TEXT SHOWN.
▼▼▼

# Create use with root privileges.



## JonathanAnon (Dec 17, 2004)

I need to create a user account that has the same privileges as the root user. How can I do this.


----------



## zxcvbnm (Aug 24, 2006)

What Distro are you using?


----------



## JonathanAnon (Dec 17, 2004)

Redhat Linux Fedora 4


----------



## Anakrino (Aug 26, 2006)

It's been a while but, if I remember correctly, if you edit /etc/passwd and change the user's user id number to zero (like root) they'll have all of root's privileges.

Jacob


----------



## Regicide (Aug 8, 2003)

I would recomend that you use the command 'su' which will make the current user have root privliges.


----------



## utanja (Oct 22, 2003)

▲▲▲

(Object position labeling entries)
▼▼▼

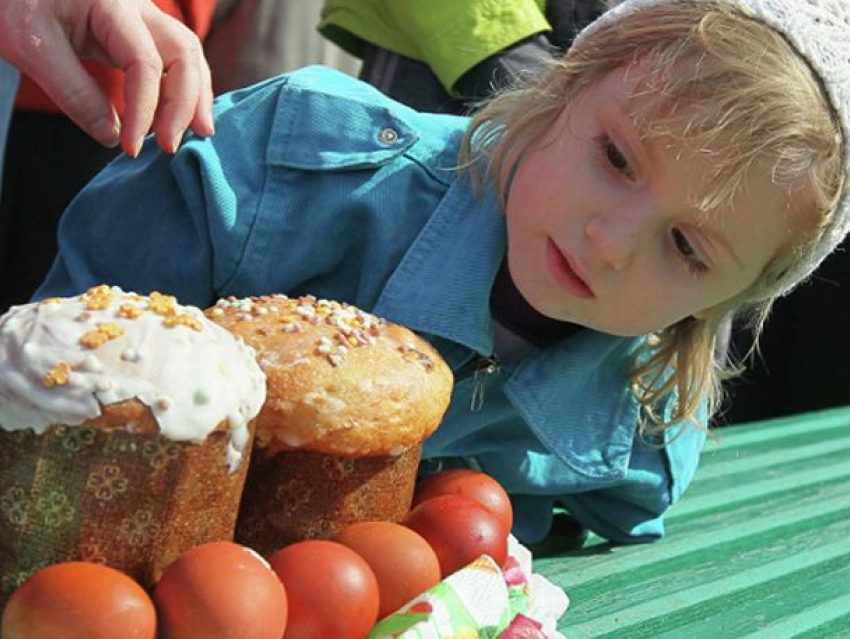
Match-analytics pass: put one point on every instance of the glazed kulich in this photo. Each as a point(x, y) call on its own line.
point(125, 426)
point(351, 397)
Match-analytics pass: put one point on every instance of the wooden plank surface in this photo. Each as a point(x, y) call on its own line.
point(758, 547)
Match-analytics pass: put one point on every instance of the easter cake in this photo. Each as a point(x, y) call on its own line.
point(351, 398)
point(125, 426)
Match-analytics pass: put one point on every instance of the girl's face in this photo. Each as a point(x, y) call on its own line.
point(602, 231)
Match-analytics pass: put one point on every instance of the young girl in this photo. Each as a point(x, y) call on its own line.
point(570, 250)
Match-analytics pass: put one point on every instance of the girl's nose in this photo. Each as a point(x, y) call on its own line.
point(613, 238)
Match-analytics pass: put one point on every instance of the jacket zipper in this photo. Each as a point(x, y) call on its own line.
point(479, 368)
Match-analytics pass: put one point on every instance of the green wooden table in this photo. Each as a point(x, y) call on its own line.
point(759, 545)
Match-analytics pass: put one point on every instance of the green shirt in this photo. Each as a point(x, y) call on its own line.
point(450, 37)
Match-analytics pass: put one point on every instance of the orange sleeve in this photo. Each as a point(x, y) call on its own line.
point(195, 14)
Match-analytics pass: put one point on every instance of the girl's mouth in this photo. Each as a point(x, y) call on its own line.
point(565, 274)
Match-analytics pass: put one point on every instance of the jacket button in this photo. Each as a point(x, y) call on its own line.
point(388, 136)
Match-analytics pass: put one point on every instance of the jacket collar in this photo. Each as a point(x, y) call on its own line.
point(574, 395)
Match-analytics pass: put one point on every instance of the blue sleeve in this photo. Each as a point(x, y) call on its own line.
point(171, 223)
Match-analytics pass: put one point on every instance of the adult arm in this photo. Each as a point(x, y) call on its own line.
point(168, 87)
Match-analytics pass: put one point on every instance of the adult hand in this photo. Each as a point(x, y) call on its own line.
point(167, 80)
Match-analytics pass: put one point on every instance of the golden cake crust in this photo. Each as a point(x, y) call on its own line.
point(339, 380)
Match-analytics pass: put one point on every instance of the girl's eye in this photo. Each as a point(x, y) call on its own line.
point(615, 157)
point(687, 252)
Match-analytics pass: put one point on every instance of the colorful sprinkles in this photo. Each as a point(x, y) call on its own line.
point(102, 298)
point(354, 328)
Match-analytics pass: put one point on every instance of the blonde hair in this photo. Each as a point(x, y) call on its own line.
point(738, 89)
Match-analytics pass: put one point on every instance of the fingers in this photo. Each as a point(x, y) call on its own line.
point(167, 80)
point(186, 93)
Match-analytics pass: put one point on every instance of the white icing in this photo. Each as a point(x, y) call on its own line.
point(167, 368)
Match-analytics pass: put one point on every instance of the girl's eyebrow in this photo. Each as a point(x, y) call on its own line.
point(646, 150)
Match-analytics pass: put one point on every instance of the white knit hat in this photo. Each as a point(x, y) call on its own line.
point(820, 32)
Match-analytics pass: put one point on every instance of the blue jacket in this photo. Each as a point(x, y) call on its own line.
point(316, 183)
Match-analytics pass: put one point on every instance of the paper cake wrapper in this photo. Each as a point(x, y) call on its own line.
point(131, 501)
point(296, 495)
point(482, 601)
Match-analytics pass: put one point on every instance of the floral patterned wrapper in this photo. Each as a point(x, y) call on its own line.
point(132, 501)
point(482, 601)
point(296, 495)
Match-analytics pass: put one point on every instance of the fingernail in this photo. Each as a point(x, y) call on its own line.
point(107, 132)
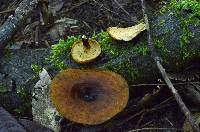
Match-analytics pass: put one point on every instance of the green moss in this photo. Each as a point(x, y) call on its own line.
point(105, 41)
point(142, 48)
point(162, 50)
point(125, 69)
point(60, 51)
point(36, 68)
point(3, 89)
point(188, 13)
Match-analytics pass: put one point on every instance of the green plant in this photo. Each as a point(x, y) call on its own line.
point(141, 49)
point(105, 41)
point(188, 13)
point(60, 51)
point(36, 68)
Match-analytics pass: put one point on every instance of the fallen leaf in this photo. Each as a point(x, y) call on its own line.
point(126, 34)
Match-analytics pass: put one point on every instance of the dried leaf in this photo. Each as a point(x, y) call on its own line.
point(126, 34)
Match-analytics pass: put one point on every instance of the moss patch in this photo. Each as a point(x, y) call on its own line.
point(188, 13)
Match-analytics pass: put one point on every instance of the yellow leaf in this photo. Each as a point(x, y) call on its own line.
point(126, 34)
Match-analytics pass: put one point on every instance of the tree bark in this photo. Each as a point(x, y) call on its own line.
point(14, 22)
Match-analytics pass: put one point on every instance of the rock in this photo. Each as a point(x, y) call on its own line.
point(43, 110)
point(8, 123)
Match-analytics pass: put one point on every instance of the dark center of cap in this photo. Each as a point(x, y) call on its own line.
point(87, 92)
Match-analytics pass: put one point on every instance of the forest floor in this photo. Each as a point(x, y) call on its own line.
point(59, 19)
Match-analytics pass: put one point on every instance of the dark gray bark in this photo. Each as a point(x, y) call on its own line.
point(8, 123)
point(14, 22)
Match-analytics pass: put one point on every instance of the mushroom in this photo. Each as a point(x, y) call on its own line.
point(126, 34)
point(89, 96)
point(85, 50)
point(187, 127)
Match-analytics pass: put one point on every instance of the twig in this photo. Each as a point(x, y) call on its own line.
point(14, 22)
point(145, 129)
point(158, 84)
point(7, 11)
point(140, 120)
point(162, 71)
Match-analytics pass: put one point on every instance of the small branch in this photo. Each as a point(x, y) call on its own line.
point(7, 11)
point(158, 84)
point(165, 77)
point(149, 129)
point(14, 22)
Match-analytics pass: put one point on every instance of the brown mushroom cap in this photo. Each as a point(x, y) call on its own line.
point(82, 54)
point(89, 96)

▲▲▲

INSTRUCTIONS.
1 > In the root privileges thread, rewrite more briefly the paragraph that begins "It's been a while but", keeping its main facts.
2 > Carry on the root privileges thread from the point where it stops.

EXPECTED ANSWERS.
1 > Editing /etc/passwd to change the user's user id number to zero, as root's is, should give that user all of root's privileges. The poster isn't fully certain of this.

2 >
Regicide said:


> I would recomend that you use the command 'su' which will make the current user have root privliges.


ditto...


----------



## Anakrino (Aug 26, 2006)

I guess it depends on what you mean. If you just need an account to be able to run some programs as though they were root you could use the sudo command. Then they wouldn't need to know root's password.

Jacob


----------



## Squashman (Apr 4, 2003)

SUDO is the best solution to this problem. This way you can log everything that is done with any of your SUDO users.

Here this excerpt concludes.